━━ TASK INPUTS

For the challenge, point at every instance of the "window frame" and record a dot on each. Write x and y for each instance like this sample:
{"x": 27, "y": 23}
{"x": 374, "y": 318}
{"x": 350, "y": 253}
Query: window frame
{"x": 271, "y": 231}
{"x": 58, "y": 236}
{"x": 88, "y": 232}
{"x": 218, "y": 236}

━━━━

TO DO: Print every one of the entries above again, word for word and in the same order.

WRITTEN SOLUTION:
For the challenge, point at every instance of the "window frame" and record a dot on each. Write x and y for each instance like this sample:
{"x": 27, "y": 23}
{"x": 374, "y": 318}
{"x": 350, "y": 253}
Query: window frame
{"x": 271, "y": 231}
{"x": 58, "y": 236}
{"x": 88, "y": 232}
{"x": 218, "y": 236}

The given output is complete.